▶ **The exercise**: Please locate each line in the rows below that contains the word "snow", and copy those lines out.

▶ **Given records**:
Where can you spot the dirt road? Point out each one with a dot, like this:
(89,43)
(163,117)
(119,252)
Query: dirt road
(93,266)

...

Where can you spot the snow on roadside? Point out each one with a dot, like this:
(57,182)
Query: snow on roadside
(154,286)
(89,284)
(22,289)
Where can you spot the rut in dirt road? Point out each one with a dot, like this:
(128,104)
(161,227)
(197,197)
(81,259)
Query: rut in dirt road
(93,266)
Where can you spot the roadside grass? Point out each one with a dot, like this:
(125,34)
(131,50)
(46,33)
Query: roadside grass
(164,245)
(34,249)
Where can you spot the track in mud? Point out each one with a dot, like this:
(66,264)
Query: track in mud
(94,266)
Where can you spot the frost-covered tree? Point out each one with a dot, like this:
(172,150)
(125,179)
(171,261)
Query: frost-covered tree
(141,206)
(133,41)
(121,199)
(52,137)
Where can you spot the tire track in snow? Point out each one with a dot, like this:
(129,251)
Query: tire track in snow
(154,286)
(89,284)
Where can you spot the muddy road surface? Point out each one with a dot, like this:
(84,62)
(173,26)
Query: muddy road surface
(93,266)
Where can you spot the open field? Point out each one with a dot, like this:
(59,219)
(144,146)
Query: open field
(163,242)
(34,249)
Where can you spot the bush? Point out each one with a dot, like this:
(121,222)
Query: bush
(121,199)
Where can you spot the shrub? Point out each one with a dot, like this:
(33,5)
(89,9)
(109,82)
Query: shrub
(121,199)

--

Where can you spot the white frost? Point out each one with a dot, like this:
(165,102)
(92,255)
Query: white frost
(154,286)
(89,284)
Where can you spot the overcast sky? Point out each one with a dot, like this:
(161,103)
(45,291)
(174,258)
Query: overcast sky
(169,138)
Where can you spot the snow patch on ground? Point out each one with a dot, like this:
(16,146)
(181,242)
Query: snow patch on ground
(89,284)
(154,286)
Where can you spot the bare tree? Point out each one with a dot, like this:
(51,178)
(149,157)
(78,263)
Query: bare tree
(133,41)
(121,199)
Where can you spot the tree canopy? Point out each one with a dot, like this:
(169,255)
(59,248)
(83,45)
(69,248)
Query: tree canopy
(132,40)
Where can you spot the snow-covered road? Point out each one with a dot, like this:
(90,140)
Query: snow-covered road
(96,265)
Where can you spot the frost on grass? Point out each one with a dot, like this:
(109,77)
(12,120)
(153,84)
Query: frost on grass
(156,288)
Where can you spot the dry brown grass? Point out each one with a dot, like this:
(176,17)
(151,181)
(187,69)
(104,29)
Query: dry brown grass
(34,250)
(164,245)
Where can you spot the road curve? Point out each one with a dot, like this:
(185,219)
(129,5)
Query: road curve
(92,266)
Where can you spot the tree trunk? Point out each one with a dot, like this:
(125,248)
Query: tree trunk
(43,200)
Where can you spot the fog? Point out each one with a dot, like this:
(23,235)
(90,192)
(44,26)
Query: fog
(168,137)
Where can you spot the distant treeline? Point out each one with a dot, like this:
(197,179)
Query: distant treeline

▶ **Worked solution**:
Where can you spot the snow on roadside? Point out each one with a dot, like this:
Query: snow on roadside
Where can you spot the tire track in snow? Point out each one with a dot, like this:
Query: tire track in snow
Where can you spot the snow patch on ground? Point out each one with a dot, like this:
Query: snow patch on ground
Where can you spot the snow-covered road? Point out each one with a dot, like this:
Query: snow-covered road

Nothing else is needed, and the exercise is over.